Дикие домовые мыши живут демами – колониями, зверьки которых находятся в той или иной степени родства друг с другом и занимают одну какую-нибудь постройку человека. И пусть только попробует сюда сунуться мышь из соседнего подпола – ее прогонят, а то и убьют. Среди самцов известны высоко- и сверхагрессивные особи. (Все мышиные драки, кстати, происходят из-за нарушения границ территории). Мыши-самки тоже имеют свои ранги. Причем, высокоранговые - способны подавлять размножение низкоранговых без всяких драк, на гормональном уровне. В их присутствии эмбрионы у подчиненных  рассасываются на ранних стадиях беременности. Когда еды много, мыши, наоборот, помогают друг другу - устраивают общие гнезда. При скученности и бескормице агрессивность мышей возрастает: одни - отстаивают старые территории, другие - отправляются искать новые места и основывают свежие поселения.
        Некоторые животные вообще обходятся без драк. Например, лягушки в брачный период отплывают подальше от громко квакающего соседа и, таким образом, более равномерно распределяются по поверхности пруда.
┄┄┄┄┄┄
§ **Вопросы и задания**:
**A)** Из-за чего, согласно фрагменту о домовых мышах, происходят все мышиные драки?
**B)** Перечислите все действия мышей при скученности и бескормице, которые названы во фрагменте о домовых мышах.
**C)** Верните без изменений часть фрагмента о домовых мышах, начиная со слов "Дикие домовые мыши" и заканчивая словами "основывают свежие поселения.".
Строки с данными здесь не понадобятся.
┄┄┄┄┄┄
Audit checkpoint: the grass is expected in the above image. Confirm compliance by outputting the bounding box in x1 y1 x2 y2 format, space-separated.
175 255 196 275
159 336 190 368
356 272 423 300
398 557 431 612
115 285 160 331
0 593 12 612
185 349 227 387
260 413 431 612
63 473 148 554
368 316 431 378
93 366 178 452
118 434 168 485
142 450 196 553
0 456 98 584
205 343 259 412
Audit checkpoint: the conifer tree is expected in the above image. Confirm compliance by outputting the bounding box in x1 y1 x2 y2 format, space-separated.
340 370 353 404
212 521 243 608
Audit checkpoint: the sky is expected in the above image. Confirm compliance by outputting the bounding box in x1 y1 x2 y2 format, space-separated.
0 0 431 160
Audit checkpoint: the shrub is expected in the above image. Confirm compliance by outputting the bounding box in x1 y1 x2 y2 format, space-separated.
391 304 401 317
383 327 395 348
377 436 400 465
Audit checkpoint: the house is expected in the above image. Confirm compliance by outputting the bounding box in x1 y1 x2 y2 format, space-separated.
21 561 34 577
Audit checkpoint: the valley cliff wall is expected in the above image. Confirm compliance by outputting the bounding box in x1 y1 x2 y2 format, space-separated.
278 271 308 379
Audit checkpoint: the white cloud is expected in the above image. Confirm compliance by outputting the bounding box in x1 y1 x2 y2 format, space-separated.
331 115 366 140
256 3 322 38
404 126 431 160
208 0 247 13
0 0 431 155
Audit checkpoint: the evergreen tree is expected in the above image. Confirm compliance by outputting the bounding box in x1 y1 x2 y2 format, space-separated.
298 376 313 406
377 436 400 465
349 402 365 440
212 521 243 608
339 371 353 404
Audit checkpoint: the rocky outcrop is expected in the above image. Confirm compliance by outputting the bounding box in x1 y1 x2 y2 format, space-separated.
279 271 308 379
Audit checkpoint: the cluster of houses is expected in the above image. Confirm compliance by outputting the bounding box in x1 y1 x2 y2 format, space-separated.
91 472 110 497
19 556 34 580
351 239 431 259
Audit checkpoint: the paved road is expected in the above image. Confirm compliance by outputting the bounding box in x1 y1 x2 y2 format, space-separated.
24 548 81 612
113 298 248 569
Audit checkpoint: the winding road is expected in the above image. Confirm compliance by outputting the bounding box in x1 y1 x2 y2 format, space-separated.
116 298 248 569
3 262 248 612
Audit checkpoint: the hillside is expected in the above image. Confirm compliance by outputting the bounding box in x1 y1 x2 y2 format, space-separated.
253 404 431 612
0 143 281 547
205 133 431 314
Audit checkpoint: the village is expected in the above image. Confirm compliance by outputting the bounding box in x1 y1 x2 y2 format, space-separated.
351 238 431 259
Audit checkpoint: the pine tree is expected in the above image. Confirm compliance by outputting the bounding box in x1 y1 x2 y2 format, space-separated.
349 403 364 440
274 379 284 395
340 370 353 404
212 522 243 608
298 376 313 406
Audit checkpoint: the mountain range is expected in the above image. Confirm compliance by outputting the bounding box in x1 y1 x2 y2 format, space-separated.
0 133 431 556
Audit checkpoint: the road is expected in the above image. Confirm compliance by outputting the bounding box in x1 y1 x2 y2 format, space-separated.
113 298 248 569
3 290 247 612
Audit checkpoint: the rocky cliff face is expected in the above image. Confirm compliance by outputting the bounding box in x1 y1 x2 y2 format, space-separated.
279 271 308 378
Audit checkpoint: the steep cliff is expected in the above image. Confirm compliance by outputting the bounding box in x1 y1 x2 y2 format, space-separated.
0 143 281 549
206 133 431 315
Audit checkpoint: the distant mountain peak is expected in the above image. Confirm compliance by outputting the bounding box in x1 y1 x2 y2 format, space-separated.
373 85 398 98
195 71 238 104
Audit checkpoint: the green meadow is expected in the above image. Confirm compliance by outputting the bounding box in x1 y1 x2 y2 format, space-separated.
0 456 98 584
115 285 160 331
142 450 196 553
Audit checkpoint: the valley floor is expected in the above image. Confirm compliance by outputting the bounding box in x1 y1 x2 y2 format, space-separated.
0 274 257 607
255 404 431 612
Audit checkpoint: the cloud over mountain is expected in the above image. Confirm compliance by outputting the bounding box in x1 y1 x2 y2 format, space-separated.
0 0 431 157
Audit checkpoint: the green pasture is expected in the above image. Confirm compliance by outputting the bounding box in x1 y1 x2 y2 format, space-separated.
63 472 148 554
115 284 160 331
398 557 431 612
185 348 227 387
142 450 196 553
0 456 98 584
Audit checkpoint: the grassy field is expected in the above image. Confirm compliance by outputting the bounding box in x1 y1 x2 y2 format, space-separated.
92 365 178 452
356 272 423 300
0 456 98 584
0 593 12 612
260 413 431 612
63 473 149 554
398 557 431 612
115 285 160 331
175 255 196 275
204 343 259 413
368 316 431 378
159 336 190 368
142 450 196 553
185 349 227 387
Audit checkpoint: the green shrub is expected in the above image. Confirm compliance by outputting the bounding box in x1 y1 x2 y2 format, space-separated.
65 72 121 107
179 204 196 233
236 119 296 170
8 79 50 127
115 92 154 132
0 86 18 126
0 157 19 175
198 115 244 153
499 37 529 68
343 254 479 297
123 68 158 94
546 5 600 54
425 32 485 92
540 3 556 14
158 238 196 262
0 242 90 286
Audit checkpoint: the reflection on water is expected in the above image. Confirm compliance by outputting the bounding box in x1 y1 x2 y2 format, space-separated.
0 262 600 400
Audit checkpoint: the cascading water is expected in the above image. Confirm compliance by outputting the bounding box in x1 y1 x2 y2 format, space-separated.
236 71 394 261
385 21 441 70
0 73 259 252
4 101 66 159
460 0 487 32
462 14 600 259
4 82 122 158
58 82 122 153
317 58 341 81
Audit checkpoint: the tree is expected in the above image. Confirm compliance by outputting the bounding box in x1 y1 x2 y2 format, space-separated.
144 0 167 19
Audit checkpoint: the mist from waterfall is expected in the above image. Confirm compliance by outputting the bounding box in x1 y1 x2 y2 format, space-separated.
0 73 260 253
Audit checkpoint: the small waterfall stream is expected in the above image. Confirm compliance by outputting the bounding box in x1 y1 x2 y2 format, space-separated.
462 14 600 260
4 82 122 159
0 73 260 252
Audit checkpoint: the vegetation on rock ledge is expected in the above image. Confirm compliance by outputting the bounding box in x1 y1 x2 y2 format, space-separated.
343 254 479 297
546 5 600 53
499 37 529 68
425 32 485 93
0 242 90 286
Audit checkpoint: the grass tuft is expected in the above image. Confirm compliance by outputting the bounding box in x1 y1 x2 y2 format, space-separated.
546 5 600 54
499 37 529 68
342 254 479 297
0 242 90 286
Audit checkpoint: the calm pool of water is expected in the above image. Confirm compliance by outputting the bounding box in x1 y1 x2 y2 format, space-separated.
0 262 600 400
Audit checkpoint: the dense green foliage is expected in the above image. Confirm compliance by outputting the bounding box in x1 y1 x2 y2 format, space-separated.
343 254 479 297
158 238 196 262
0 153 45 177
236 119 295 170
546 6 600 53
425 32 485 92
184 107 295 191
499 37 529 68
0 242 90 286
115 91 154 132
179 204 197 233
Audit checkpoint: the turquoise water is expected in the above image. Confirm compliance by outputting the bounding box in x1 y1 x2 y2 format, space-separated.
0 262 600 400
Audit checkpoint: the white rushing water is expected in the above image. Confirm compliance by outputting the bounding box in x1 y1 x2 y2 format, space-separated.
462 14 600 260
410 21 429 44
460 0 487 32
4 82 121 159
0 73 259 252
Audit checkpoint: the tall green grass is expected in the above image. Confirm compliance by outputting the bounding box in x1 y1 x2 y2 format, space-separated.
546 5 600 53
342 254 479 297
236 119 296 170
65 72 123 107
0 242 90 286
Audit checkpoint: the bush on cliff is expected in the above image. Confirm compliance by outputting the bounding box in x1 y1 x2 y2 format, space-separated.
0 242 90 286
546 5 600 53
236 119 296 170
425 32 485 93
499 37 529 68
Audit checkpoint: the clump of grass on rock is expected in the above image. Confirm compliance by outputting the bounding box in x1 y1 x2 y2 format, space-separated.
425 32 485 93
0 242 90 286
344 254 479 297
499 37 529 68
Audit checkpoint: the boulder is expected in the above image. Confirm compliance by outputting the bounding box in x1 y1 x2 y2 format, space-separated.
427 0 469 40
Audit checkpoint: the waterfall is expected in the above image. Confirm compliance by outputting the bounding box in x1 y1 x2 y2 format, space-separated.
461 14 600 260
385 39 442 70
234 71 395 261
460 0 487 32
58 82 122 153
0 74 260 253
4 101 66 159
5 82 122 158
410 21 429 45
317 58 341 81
┄┄┄┄┄┄
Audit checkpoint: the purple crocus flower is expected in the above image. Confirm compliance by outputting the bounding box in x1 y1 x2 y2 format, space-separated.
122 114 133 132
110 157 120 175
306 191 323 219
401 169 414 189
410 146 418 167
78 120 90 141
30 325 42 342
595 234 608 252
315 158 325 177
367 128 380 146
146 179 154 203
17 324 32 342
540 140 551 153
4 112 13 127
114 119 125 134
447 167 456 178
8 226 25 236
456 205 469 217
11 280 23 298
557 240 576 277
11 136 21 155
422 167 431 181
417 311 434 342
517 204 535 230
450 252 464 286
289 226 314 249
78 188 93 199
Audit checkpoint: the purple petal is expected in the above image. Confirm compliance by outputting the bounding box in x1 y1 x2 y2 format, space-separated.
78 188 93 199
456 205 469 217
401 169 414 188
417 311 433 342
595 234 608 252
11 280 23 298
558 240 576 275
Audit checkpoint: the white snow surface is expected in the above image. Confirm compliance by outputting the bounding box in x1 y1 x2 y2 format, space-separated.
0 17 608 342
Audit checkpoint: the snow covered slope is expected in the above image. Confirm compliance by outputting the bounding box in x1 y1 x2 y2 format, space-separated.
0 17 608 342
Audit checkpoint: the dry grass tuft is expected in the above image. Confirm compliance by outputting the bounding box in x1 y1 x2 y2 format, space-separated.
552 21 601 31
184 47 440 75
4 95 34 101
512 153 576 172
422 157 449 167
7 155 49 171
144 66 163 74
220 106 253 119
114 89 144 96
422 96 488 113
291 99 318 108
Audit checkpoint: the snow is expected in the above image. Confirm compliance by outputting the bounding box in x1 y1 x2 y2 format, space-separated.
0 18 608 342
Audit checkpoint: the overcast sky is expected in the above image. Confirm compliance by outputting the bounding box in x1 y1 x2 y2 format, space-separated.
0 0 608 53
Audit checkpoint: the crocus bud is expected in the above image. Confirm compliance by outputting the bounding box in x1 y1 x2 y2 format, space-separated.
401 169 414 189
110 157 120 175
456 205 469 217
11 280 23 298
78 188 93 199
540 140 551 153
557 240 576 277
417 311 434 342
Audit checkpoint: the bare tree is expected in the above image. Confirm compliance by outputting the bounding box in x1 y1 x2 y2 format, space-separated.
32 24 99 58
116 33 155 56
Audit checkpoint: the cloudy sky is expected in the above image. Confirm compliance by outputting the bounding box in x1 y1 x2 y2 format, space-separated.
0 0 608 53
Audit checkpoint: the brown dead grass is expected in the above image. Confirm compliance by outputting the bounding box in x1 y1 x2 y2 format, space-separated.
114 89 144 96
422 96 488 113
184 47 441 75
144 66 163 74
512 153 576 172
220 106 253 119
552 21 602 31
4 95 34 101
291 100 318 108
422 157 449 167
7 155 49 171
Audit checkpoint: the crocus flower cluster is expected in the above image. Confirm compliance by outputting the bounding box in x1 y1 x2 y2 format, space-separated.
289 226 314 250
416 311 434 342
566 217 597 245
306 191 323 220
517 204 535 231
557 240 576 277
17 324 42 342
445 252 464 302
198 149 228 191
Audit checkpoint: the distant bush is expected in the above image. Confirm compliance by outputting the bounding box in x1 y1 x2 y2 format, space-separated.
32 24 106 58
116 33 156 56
┄┄┄┄┄┄
§ **Ответы к заданиям**:
**A)** Из-за нарушения границ территории.

**B)** Отстаивают старые территории; отправляются искать новые места; основывают свежие поселения.

**C)**
Дикие домовые мыши живут демами – колониями, зверьки которых находятся в той или иной степени родства друг с другом и занимают одну какую-нибудь постройку человека. И пусть только попробует сюда сунуться мышь из соседнего подпола – ее прогонят, а то и убьют. Среди самцов известны высоко- и сверхагрессивные особи. (Все мышиные драки, кстати, происходят из-за нарушения границ территории). Мыши-самки тоже имеют свои ранги. Причем, высокоранговые - способны подавлять размножение низкоранговых без всяких драк, на гормональном уровне. В их присутствии эмбрионы у подчиненных  рассасываются на ранних стадиях беременности. Когда еды много, мыши, наоборот, помогают друг другу - устраивают общие гнезда. При скученности и бескормице агрессивность мышей возрастает: одни - отстаивают старые территории, другие - отправляются искать новые места и основывают свежие поселения.